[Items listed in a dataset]

────────────────────────────────────────

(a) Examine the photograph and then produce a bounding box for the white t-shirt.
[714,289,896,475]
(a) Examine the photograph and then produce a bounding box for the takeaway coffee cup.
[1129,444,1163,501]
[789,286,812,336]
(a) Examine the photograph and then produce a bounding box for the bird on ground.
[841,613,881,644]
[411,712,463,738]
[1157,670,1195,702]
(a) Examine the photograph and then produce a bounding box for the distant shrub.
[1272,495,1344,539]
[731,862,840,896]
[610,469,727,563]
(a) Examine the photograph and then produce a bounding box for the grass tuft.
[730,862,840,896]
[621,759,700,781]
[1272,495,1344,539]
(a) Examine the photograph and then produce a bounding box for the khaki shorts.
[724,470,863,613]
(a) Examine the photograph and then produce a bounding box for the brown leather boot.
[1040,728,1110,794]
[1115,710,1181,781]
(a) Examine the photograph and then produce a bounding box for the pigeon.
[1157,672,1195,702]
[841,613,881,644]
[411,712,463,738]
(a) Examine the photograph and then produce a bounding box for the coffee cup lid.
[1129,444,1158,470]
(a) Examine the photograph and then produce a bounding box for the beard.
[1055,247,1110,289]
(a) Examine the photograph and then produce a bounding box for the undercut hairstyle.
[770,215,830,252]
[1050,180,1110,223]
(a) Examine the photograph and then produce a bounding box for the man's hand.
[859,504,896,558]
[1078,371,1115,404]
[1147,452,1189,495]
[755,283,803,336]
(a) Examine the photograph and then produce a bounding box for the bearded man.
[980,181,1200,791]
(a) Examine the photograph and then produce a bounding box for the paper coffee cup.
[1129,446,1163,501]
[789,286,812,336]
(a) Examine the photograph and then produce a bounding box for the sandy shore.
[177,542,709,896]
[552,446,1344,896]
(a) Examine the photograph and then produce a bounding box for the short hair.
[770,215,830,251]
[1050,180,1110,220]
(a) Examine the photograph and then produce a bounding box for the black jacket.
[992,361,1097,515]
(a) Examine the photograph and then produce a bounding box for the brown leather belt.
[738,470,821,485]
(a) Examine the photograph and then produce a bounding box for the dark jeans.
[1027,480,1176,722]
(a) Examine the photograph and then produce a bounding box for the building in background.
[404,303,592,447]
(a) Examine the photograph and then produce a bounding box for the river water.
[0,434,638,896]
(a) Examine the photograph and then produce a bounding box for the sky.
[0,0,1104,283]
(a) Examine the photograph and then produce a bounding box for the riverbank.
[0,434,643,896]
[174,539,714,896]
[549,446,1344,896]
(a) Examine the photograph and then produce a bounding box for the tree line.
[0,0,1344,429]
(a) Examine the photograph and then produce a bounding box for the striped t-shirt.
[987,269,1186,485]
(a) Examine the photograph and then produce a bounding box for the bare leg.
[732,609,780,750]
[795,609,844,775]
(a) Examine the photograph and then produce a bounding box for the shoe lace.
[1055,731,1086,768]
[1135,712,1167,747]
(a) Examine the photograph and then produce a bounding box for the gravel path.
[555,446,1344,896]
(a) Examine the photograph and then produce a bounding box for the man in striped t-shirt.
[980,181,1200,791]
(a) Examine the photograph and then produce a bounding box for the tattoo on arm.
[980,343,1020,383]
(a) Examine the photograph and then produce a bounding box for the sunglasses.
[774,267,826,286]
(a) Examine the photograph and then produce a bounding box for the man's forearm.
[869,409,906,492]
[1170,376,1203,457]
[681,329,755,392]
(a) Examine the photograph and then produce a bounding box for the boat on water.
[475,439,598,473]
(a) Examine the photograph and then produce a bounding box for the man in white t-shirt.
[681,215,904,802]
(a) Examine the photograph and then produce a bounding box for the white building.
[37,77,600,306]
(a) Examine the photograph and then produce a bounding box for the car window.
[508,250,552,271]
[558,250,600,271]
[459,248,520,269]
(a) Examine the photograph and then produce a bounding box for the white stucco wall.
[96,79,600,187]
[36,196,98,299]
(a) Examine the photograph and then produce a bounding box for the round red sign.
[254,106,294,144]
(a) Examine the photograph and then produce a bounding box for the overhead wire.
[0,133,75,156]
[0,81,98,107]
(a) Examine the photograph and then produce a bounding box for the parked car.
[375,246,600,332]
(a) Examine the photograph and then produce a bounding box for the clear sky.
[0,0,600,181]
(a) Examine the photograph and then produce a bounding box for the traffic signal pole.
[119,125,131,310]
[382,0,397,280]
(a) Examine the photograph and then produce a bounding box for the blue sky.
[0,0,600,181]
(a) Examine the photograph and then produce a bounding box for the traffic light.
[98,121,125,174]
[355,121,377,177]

────────────────────────────────────────

▶ [AIM]
Copy out the lines of the listing word for word, starting at the line that contains "the blue sky." and continuing through the last line of the listing.

▶ [TASK RESULT]
(a) Examine the photograph and then produce a bounding box for the blue sky.
[0,0,600,181]
(a) Examine the photograph and then produce a bounding box for the traffic light.
[98,121,125,174]
[355,121,377,177]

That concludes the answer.